§ **Article**:
Nor is this power of the court limited at all, by the nature of the action pending. There is one case which seems to rule otherwise. It is Ireland v. Champneys, 4 Taunt. 884. -It was an action on the case for libel, in which the defendant suffered judgment by default, and a writ of inquiry was executed at the spring assizes, the jury assessing the damages at ¿£1500. After the assessment, and before the next day in banc, the plaintiff died, and his executors entered final judgment. The court set aside the judgment, being of opinion, so far as may be gathered from the report, that the suit had abated by the death of the plaintiff, and that the case was not within the statute of Charles 2. Why it was not within the statute does not appear; and why, if it was not, it was beyond the reach of the common-law power of the court, is still more incomprehensible — unless it be that the delay in entering the judgment arose from the act of the plaintiff and not from that of the court. But whatever may have been the ground of the decision in that case, it is certain that a case in most respects similar was subsequently held to be embraced within the provisions of the statute. In Palmer v. Cohen, 2 B. & Ad. 966, which was also an action for a libel, the plaintiff obtained a verdict at the summer assizes, and died before the Michaelmas Term next following. After his death, his executor entered up judgment. A rule was then taken to set aside, on the ground that the right of action did not survive to the executor. The court, however, sustained the judgment, and ruled that the act of Charles 2 did apply to such a case; holding, in effect, that it *348made no distinction between actions that survive and those that do not. See also Evans v. Rees, 12 A. & E. 167.

§ **Dataset extract**:
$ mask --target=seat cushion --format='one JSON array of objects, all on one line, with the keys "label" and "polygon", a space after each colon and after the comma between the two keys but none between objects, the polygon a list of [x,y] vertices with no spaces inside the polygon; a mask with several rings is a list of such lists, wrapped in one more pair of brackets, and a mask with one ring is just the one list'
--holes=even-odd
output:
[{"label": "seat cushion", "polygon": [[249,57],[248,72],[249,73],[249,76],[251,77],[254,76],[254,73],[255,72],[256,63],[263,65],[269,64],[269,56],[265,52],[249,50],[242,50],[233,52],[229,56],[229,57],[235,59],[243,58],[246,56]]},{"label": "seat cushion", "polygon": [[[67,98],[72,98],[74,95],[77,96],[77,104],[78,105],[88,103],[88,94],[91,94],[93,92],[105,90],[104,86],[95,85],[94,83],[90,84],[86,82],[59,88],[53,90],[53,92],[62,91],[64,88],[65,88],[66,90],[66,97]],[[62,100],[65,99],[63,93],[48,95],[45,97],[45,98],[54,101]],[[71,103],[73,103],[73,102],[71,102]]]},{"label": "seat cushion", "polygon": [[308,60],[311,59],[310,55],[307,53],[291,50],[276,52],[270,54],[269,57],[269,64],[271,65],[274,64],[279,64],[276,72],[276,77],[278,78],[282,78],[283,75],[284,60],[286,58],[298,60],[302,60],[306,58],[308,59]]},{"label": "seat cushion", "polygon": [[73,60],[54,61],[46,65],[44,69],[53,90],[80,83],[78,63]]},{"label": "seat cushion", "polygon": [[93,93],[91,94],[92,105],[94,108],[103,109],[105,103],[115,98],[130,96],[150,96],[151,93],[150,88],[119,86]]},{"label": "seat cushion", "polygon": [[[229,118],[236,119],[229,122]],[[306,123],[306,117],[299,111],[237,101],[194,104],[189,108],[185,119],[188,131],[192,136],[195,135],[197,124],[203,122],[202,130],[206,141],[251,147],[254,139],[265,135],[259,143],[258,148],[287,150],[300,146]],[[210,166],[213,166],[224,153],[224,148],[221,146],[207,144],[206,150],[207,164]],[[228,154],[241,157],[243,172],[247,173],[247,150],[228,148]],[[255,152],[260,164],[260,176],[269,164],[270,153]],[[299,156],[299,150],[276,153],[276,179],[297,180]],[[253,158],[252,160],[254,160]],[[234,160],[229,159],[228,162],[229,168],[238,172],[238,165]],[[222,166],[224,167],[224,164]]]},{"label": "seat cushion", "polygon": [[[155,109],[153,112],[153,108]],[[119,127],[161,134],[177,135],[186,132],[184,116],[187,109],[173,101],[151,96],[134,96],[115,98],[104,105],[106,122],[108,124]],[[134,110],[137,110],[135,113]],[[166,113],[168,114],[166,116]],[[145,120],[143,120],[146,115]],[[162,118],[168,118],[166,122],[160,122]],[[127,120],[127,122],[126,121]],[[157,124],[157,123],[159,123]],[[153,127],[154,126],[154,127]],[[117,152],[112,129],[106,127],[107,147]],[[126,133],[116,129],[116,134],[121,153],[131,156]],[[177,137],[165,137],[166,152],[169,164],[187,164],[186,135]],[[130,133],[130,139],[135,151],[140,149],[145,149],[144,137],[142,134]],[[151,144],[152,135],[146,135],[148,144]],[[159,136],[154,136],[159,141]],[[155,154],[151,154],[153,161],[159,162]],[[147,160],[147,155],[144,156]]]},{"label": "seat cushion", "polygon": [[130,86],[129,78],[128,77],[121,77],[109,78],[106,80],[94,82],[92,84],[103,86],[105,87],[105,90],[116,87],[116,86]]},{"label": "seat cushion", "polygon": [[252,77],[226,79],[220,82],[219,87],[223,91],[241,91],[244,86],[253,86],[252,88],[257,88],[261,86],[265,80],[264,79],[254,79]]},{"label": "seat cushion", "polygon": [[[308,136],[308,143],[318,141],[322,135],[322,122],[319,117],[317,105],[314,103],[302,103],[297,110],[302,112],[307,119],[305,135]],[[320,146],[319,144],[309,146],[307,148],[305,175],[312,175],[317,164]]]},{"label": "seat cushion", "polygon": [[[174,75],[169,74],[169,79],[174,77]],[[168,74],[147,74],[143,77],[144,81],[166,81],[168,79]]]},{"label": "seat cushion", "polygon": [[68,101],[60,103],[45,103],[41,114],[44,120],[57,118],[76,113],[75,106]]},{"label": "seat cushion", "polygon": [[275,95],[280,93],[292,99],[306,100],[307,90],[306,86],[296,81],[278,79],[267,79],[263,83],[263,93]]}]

§ **Tasks for this exercise**:
a) Answer these questions from the legal opinion on a plaintiff's death after verdict:
(i) In Ireland v. Champneys, at which assizes was the writ of inquiry executed?
(ii) In Palmer v. Cohen, before which term did the plaintiff die?
(iii) In Palmer v. Cohen, on what ground was the rule to set aside the judgment taken?
b) Carry the legal opinion on a plaintiff's death after verdict forward past its last sentence.
The lines bear no relation to the legal opinion.

§ **The results**:
a)
(i) The spring assizes.
(ii) The Michaelmas Term next following the summer assizes.
(iii) That the right of action did not survive to the executor.

b)
So in the courts in this country it has repeatedly been held that such a judgment is entirely regular. In Morris v. Corson, 7 Cowan 281, we find an action for a malicious prosecution, in which it appears that the plaintiff died the day before the trial, but after the first day of the term. The court, notwithstanding, proceeded to trial at that term, and a verdict was found for the plaintiff, on which judgment was entered, which related to the first day of the term. This was held regular under the New York revised statute, a substantial re-enactment .of the act of Charles 2, and the court said: “ The remedy is not confined to cases where the cause of action survives, but is general.”

In Brown v. Wheeler, 18 Conn. 198, an action of trespass for an assault and battery, where it appeared that the plaintiff had died after a verdict in his favor and before judgment, it was decided that judgment might be entered as of the date of the verdict; the court declaring that it made no difference whether the cause of action would survive or not. To the same effect is Dial v. Hollen, 6 Ohio N. S. 228—an action for slander. In harmony with all these decisions is the case of Griffith v. Ogle & Kimmell, 1 Binn. 172. It was an action on the case in the nature of a writ of conspiracy, the counts charging an unlawful combination to slander the plaintiff. He recovered a verdict in October 1802. The defendants moved for a new trial, and in arrest of judgment, and the motions were overruled in October 1804. ■ But as the plaintiff had died in March 1803, the court ordered judgment to be entered as of a term when he was living, and this court decided that the judgment was perfectly regular.

The record now before us is then without error.

Judgment affirmed.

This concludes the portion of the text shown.